## Exercise prompt
Switch "pixel coordinates" to "image coordinates" in each of the entries below and write out their lines with nothing else altered. Omit the pictures from your answer.

● ● ● ●

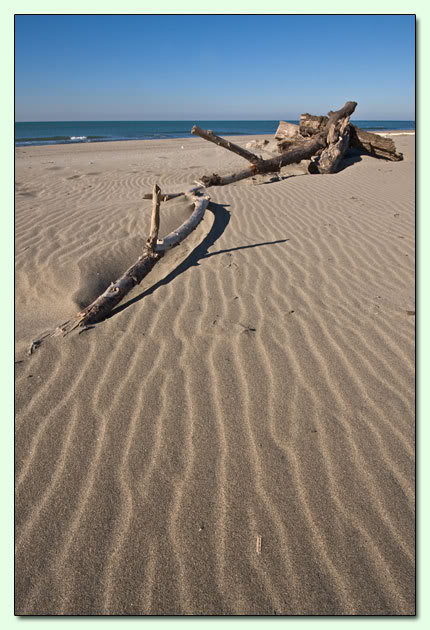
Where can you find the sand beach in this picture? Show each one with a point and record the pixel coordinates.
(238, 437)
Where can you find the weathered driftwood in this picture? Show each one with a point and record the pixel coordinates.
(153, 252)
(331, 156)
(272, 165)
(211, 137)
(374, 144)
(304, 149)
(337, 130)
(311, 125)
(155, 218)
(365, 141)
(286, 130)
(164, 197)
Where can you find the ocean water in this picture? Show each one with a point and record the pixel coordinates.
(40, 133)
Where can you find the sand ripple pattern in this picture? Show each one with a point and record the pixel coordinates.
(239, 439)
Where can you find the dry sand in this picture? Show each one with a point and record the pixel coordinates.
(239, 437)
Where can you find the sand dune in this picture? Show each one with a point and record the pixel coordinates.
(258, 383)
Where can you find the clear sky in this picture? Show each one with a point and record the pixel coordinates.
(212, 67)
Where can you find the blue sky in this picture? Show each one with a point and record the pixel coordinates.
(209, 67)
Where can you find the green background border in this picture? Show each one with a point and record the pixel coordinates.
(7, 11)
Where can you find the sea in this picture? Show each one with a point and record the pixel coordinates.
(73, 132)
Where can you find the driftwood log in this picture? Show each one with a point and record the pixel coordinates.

● ● ● ●

## Response
Where can you find the sand beach in this picture? Show each one with a point and record the image coordinates.
(238, 437)
Where can you find the weathered driftwood in this picture? Show each one with a point and record the image coordinates.
(153, 252)
(331, 156)
(272, 165)
(211, 137)
(374, 144)
(304, 149)
(337, 130)
(311, 125)
(155, 218)
(365, 141)
(286, 130)
(164, 197)
Where can you find the ocean water in this picture? Show each one with a point and record the image coordinates.
(40, 133)
Where can you find the sand ripple pattern in this picture? Show each one with a point and record the image coordinates.
(239, 439)
Where can you find the dry sand in this picture? Show each one with a point and record the image coordinates.
(239, 437)
Where can you find the sand dune in this picture? Show each one with a point and record the image coordinates.
(258, 383)
Where can you find the clear sky in this picture? Show each one with a point and record the image coordinates.
(212, 67)
Where can you find the blue sky in this picture? Show each one with a point and record the image coordinates.
(209, 67)
Where can you find the green background border in this picture? Show each one with a point and record the image coordinates.
(7, 11)
Where can you find the sea in this picture? Show each one with a point and record the image coordinates.
(73, 132)
Where can you find the driftwood log in this picture? Show each one with a point and record the image coordinates.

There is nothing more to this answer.